+++ Material shown +++
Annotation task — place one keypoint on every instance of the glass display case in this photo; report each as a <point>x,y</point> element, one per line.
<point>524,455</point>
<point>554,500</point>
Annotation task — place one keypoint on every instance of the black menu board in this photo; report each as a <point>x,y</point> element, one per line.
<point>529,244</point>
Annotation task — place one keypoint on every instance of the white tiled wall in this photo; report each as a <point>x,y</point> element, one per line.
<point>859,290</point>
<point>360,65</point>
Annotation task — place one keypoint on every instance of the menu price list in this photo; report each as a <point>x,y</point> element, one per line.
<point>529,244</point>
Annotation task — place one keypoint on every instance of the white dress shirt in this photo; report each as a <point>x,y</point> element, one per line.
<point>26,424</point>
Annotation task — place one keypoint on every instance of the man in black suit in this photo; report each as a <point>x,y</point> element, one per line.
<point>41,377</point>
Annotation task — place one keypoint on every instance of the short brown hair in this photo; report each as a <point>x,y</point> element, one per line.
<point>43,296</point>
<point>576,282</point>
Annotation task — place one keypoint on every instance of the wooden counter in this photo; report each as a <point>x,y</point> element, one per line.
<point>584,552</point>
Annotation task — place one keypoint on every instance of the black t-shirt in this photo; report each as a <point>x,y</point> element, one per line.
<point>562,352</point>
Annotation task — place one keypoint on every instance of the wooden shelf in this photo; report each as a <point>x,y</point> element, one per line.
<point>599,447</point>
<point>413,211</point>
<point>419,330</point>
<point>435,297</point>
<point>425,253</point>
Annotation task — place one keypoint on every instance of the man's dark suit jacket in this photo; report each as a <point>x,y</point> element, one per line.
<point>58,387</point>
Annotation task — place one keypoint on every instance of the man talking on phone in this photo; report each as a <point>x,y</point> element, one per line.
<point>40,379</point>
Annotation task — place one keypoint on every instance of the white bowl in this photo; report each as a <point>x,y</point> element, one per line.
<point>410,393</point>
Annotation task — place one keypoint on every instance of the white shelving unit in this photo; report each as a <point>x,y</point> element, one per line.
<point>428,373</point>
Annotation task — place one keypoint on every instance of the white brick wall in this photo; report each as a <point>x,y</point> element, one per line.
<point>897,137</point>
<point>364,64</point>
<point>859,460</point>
+++
# Task goal:
Retype each record above so that every word stays exactly the same.

# Exercise output:
Annotation task — place one keypoint on every instance of the glass display case in this photo; report each as a <point>x,y</point> element, one per line.
<point>524,455</point>
<point>554,500</point>
Annotation task — place one keypoint on every instance of the black menu board in this photo; report each as a <point>x,y</point> element, one per line.
<point>529,244</point>
Annotation task — place one keypoint on every instance of the white tiled wall in this photo; report each as a <point>x,y</point> element, one per line.
<point>859,290</point>
<point>360,65</point>
Annotation task — place one keypoint on every instance of the menu price list in this photo; report each as a <point>x,y</point> element, one per line.
<point>529,244</point>
Annotation task — place one keypoint on every instance of the white dress shirt in this photo; report each as a <point>x,y</point> element, one per line.
<point>26,424</point>
Annotation task — place one keypoint on every instance of the man in black suit in this photo; report each as a <point>x,y</point> element, one per line.
<point>41,377</point>
Annotation task — place one keypoint on every instance of the short brown hair in this photo; report each as a <point>x,y</point> element, one per line.
<point>43,296</point>
<point>576,282</point>
Annotation task — place one keypoint on every instance of the wooden counter in this photo; report each as a <point>x,y</point> element, one per line.
<point>584,552</point>
Annotation task — place one keypoint on every instance of the black t-shirt in this photo; report each as a <point>x,y</point> element, one per line.
<point>562,352</point>
Annotation task — place one keypoint on every instance of the wooden shelf in this photo; report each as a <point>x,y</point> element, one per line.
<point>599,447</point>
<point>413,211</point>
<point>419,330</point>
<point>435,297</point>
<point>425,253</point>
Annotation task — place one keypoint on every instance of the man's dark suit jacket in this photo; report each as a <point>x,y</point> element, one per line.
<point>58,387</point>
Annotation task — place one keypoint on every instance of the man talking on phone in this photo; report each as a <point>x,y</point> element, one per line.
<point>40,379</point>
Annotation task — place one keypoint on every instance of the white bowl in this photo; report each as a <point>x,y</point> element, one per line.
<point>410,393</point>
Annotation task — place one keypoint on every instance of the white shelving unit in this photo; report each as a <point>x,y</point> element, one per line.
<point>428,373</point>
Annotation task — place one keypoint on every instance of the white brick wall in this photo; report each as a <point>x,y</point> element, one per line.
<point>897,137</point>
<point>364,64</point>
<point>859,460</point>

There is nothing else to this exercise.